Problem to work on
What is needed here is an exact printout of the data, with no pictures included.

———

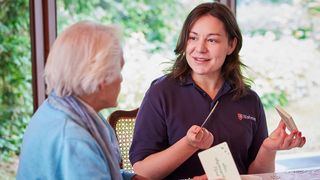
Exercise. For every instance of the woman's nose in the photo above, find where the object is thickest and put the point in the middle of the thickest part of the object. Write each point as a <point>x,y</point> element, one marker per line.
<point>201,46</point>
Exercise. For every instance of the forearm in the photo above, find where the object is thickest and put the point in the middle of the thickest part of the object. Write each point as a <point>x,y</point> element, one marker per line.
<point>264,162</point>
<point>161,164</point>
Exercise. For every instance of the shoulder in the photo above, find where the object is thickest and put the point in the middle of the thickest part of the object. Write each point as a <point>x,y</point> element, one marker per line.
<point>163,81</point>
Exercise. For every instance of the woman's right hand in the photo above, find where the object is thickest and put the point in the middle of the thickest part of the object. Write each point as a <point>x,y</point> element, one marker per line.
<point>199,137</point>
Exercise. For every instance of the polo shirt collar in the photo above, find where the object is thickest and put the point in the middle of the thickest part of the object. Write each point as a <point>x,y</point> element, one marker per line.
<point>226,87</point>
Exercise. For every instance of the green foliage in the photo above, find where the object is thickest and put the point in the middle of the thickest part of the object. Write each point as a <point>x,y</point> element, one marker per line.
<point>150,17</point>
<point>15,75</point>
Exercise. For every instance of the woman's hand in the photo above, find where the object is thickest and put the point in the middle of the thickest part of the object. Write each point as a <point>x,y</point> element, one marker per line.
<point>280,140</point>
<point>199,137</point>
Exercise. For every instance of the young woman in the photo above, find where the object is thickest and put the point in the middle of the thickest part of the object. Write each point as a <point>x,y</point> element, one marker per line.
<point>207,70</point>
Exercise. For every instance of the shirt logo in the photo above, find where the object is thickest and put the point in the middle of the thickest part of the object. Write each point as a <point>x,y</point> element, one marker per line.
<point>243,117</point>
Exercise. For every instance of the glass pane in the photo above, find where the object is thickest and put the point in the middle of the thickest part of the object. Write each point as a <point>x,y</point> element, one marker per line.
<point>15,82</point>
<point>282,49</point>
<point>151,29</point>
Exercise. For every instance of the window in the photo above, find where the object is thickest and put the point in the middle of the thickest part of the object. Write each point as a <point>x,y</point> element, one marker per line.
<point>150,28</point>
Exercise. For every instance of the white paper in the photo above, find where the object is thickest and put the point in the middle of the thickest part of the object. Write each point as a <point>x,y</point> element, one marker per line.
<point>218,163</point>
<point>287,119</point>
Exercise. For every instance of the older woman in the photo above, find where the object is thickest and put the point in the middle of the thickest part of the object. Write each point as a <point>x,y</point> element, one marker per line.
<point>67,138</point>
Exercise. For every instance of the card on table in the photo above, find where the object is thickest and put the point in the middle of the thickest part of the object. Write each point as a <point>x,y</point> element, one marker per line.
<point>286,118</point>
<point>218,163</point>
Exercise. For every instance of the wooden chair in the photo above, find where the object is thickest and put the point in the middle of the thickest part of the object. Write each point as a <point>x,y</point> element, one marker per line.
<point>123,123</point>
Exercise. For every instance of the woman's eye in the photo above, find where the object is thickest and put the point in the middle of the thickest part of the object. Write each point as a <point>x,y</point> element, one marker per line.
<point>192,38</point>
<point>211,40</point>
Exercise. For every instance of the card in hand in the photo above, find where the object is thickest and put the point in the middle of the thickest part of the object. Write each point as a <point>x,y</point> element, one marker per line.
<point>286,118</point>
<point>218,163</point>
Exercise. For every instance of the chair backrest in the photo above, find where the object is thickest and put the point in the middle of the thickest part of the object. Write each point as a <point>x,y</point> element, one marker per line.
<point>123,123</point>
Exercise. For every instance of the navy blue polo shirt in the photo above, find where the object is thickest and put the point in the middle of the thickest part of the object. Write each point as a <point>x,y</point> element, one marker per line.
<point>170,107</point>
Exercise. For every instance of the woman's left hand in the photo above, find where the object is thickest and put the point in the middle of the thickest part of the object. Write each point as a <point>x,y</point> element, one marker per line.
<point>280,140</point>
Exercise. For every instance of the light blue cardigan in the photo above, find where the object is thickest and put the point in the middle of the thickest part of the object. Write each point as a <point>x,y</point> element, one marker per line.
<point>55,147</point>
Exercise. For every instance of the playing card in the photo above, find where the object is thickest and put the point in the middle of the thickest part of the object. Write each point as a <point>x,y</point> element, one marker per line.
<point>286,118</point>
<point>218,163</point>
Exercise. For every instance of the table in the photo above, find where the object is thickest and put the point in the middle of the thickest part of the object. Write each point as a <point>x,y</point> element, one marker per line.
<point>307,174</point>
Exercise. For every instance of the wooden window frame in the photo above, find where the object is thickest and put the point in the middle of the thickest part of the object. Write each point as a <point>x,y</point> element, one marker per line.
<point>43,31</point>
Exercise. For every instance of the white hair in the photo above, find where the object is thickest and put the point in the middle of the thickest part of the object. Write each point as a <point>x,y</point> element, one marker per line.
<point>83,56</point>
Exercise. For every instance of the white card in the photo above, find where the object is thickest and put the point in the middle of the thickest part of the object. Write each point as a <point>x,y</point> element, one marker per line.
<point>218,163</point>
<point>287,119</point>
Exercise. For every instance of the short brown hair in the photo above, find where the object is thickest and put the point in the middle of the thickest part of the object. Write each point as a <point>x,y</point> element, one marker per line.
<point>231,69</point>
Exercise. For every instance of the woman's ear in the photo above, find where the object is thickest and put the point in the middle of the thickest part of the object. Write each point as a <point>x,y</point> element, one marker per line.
<point>232,45</point>
<point>101,85</point>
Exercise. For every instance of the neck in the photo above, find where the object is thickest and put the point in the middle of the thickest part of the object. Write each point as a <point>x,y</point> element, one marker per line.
<point>91,101</point>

———

Response box
Exercise. For every instance of the woman's nose in the photo above, find where the object is thickest and put the point in the middle of the thickest part of the object. Write each point as a <point>x,y</point> element, one marker per line.
<point>201,46</point>
Exercise. For every instance of the forearm in the photo above, find where the object is thickest and put the point in the middle of the thickest part of the object. Write each point as a <point>x,y</point> element, one marker per line.
<point>264,162</point>
<point>161,164</point>
Exercise. For every instance of the shoulder in the photo above, find where the object is thickest and put the point in the middle of the thickest part of the object. Write each point as a <point>x,y</point> element, one marker per line.
<point>163,81</point>
Exercise. For every instance of the woman's right hand in the photo above, find where the object is thickest and put the point in the middle of the thickest part of the object. Write each point as a <point>x,y</point> element, one marker per line.
<point>199,137</point>
Exercise. For every instance of the polo shirt collar in the photo above, find where the object is thickest and put the point in the middle of the thickest part of the object. Write each point as a <point>x,y</point> element, one marker per line.
<point>226,87</point>
Exercise. For every instance of the green foliage in the photo above, find where the object is thickest and put the point in the middle of the thickest part of the object. Write each point as a <point>x,y</point> element, one marker per line.
<point>150,17</point>
<point>15,75</point>
Exercise. For every instance of the woman's hand in the photo above, find where the object is thickest and put the point in the middle of the thickest part of the object. Write each point as a <point>x,y</point> element, one marker per line.
<point>280,140</point>
<point>199,137</point>
Exercise. For every instance of the young woman in the photo above, find where the object is thickest and put the point in the middle of the thickest part of the object. Write each point as a <point>x,y</point> element, one marker per line.
<point>207,70</point>
Exercise. For every instance of the shirt logo in the photo above, find where the object is thickest and put the point in the middle of the thickest part of the object. Write each point as a <point>x,y</point> element, one marker per line.
<point>243,117</point>
Exercise. For every instance of the glass pane in the photo above, find where the object is thickest and put the point in the middle of the thickest part of the object. Write each point as a <point>x,y</point> element, one marker per line.
<point>15,82</point>
<point>282,49</point>
<point>151,29</point>
Exercise. For every instance of the window in the photo above, find where the object is thickest and put the point in the middle of the thickest part of the object. Write each point as a <point>x,y</point> element, one marker per line.
<point>150,28</point>
Exercise. For every instance of the white paper in the photo above, find where the object is thickest and put the point in the middle of the thickest part of the object. Write each point as a <point>x,y</point> element, one marker per line.
<point>218,163</point>
<point>287,119</point>
Exercise. For every instance of the older woman in the photo above, find where the object is thickest and put the point in the middle of the thickest part of the object. Write each point as a <point>x,y</point> element, one marker per line.
<point>67,138</point>
Exercise. For every instance of the card on table in the photo above, find where the object is thickest and put the point in the middle of the thickest part of the object. Write each point as a <point>x,y</point> element, one marker per line.
<point>286,118</point>
<point>218,163</point>
Exercise. For every instance of the wooden chair in the photo above, find where the object is thickest and put the point in the middle of the thickest part of the object. Write each point as a <point>x,y</point> element, one marker per line.
<point>123,123</point>
Exercise. For every instance of the woman's eye in the photo above, find where the object is thickest and put the point in the middle of the thickest part of the object. Write each point as a <point>x,y</point> element, one marker per line.
<point>192,38</point>
<point>211,40</point>
Exercise. For every instance of the card in hand in the photo above, find where the object is thickest and put the point in the middle of the thickest part of the object. Write each point as a <point>x,y</point> element, one marker per line.
<point>286,118</point>
<point>218,163</point>
Exercise. For every instance of the chair backrest in the photo above, find where the object is thickest and put the point in the middle of the thickest part of the object. Write each point as a <point>x,y</point> element, one marker per line.
<point>123,123</point>
Exercise. For every instance of the navy blue polo shirt in the photo above, find where the object is thickest and put the point in the middle of the thickest part of the object. Write each point as a <point>x,y</point> element, one marker per line.
<point>170,107</point>
Exercise. For every instance of the woman's left hand in the photo above, find where the object is thickest and put the point in the middle of the thickest part of the object. Write each point as a <point>x,y</point> element, one marker per line.
<point>280,140</point>
Exercise. For every instance of the light blue cardigan in the photo above, find where the object is thickest and put the point in the middle of the thickest part of the object. Write each point as a <point>x,y</point> element, one marker per line.
<point>55,147</point>
Exercise. For every instance of the playing card in the photo above, find where the object is thickest and put the point in the middle of the thickest part of the object. Write each point as a <point>x,y</point> element, one marker per line.
<point>286,118</point>
<point>218,163</point>
Exercise. For every instance of the table in the photo above, find where the object is thickest and put the point in the middle of the thickest part of the object. Write each point as a <point>x,y</point> element, one marker per line.
<point>307,174</point>
Exercise. For every instance of the wooden window frame in the photo above, find where the object is thickest and put the point in the middle of the thickest part of the object. Write each point as a <point>x,y</point> element, one marker per line.
<point>43,31</point>
Exercise. For every instance of the white hair in the photo above, find where the object is thickest and put the point in the middle of the thickest part of the object. Write each point as a <point>x,y</point> element, one marker per line.
<point>83,56</point>
Exercise. For every instance of the white card in the photo above, find where the object is thickest and put the point in the middle of the thickest part of the object. Write each point as a <point>x,y</point> element, one marker per line.
<point>218,163</point>
<point>287,119</point>
Exercise. For every instance of the short brown hair in the photo above, find where the object is thickest and put the point in the middle of the thickest part of the object. Write each point as a <point>x,y</point> element, one marker per line.
<point>231,69</point>
Exercise. For every instance of the woman's ear in the photo above, find where the object is thickest and put the point in the middle of the thickest part of the object. Write each point as a <point>x,y</point> element, one marker per line.
<point>232,45</point>
<point>101,85</point>
Exercise. For every instance of the neck in the photo above, find where the object is thickest and put the point in the middle of the thickest part of the object. Write each point as a <point>x,y</point> element, one marker per line.
<point>91,101</point>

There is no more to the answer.